## WHAT THE EXERCISE ASKS
Turn the data below into a JSON list of strings, one string per line, leaving out any blank lines.

## EXERCISE INPUTS
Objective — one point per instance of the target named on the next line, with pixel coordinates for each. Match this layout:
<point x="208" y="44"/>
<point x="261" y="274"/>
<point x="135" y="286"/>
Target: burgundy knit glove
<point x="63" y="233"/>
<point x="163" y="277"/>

## FINAL RESULT
[
  "Objective — one point per instance of the target named on the next line, with pixel coordinates for each. Match this layout:",
  "<point x=\"208\" y=\"44\"/>",
  "<point x=\"261\" y=\"274\"/>",
  "<point x=\"135\" y=\"286\"/>",
  "Target: burgundy knit glove",
  "<point x=\"63\" y=\"233\"/>",
  "<point x=\"163\" y=\"277\"/>"
]